• [USING THE INFORMATION]
1) List every character of the novel whom the article on Fabian identifies by name.
2) Write the next part of the article on Kästner's novel Fabian, picking up right after the sentence in which Fabian ends his relationship with Cornelia.

• [PASSAGE SHOWN]
1931 novel by Erich Kästner

Fabian: The Story of a Moralist (Fabian. Die Geschichte eines Moralisten) is a 1931 novel by German author Erich Kästner. An English translation was published by the New York Review Books Classics in 2012 as Going to the Dogs: The Story of a Moralist.

== Plot ==
The novel's protagonist is a Germanist, Dr. Jakob Fabian, who works as a copywriter. The first chapters of the novel deal with Fabian's confrontation with the immorality of Berlin nightlife; he visits brothels, underworld taverns, and artists' studios. In most of these situations, Fabian remains a detached observer who takes ironic note of his surroundings. He is inadvertently drawn into the increasing political polarisation between National Socialists and Communists, and witnesses Berliners engaging in unrestrained sexual hedonism to the exclusion of genuine love.

Over the course of the novel, Fabian becomes a realist. At the start, he is an ironist, who is waiting for the "victory of decency" (Sieg der Anständigkeit). However, he is repeatedly disappointed by people, and eventually comes to believe that he can only improve himself. Fabian's friend, Labude, believes that it is possible to enhance mankind morally. Cheated on by his fiancée, Labude seeks comfort in the company of various women but remains largely unhappy.

In an artist's studio, Fabian meets Cornelia Battenberg, who has sworn off relationships after having had negative experiences with men in the past. Fabian approaches her with empathy, whereupon a love affair blossoms between the pair. The relationship has a great impact on Fabian, causing him to develop ambition and seemingly abandon his pessimistic worldview. The day after meeting Cornelia, Fabian loses his job; his former colleague later receives a raise for Fabian's work. Cornelia wants to begin a career as a film actress. She decides to enter into a relationship with a film director to enhance her career, and tries to convince Fabian that this relationship is in both of their best interests. Fabian cannot accept this arrangement and ends the relationship.

• [INFORMATION PROVIDED]
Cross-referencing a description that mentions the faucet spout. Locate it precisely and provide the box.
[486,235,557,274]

• [ANSWER LIST]
1) Dr. Jakob Fabian, Labude, Cornelia Battenberg

2)
The sudden suicide of Labude is another blow for the protagonist. Fabian's friend shoots himself in the head because of the supposed refusal of his habilitation dissertation. The script was never refused, and the rejection letter Labude received was a malevolent prank played on him by his doctoral advisor's assistant. After the death of Labude, Fabian leaves Berlin, returning to his home city of Dresden. He is offered a job at a right-wing newspaper, but his morals prevent him from taking the job. While trying to save a boy who jumped from a bridge into the river, Fabian drowns. The boy can swim, but Fabian cannot.

== Banning ==

The book was published during the rise of Nazism and attracted the special ire of the Nazis. In 1933, most copies were burned on charges of pornography and Kästner was blacklisted from working under his own name, although he continued to write light entertainment under a pseudonym.

== Adaptations ==

=== Television and film ===

- Fabian, a 1980 West German film directed by Wolf Gremm.
- Fabian oder Der Gang vor die Hunde, a 2021 German film directed by Dominik Graf.

=== Theatre ===
Fabian has been adapted three times for the stage; in 2016, a version was staged at the Landestheater Altenburg, and in 2021 a different adaptation titled Fabian oder der Gang vor die Hunde was performed by the Berliner Ensemble. An adaptation by Henrik Kuhlmann premiered on 31 March 2023 at the Staatstheater Darmstadt.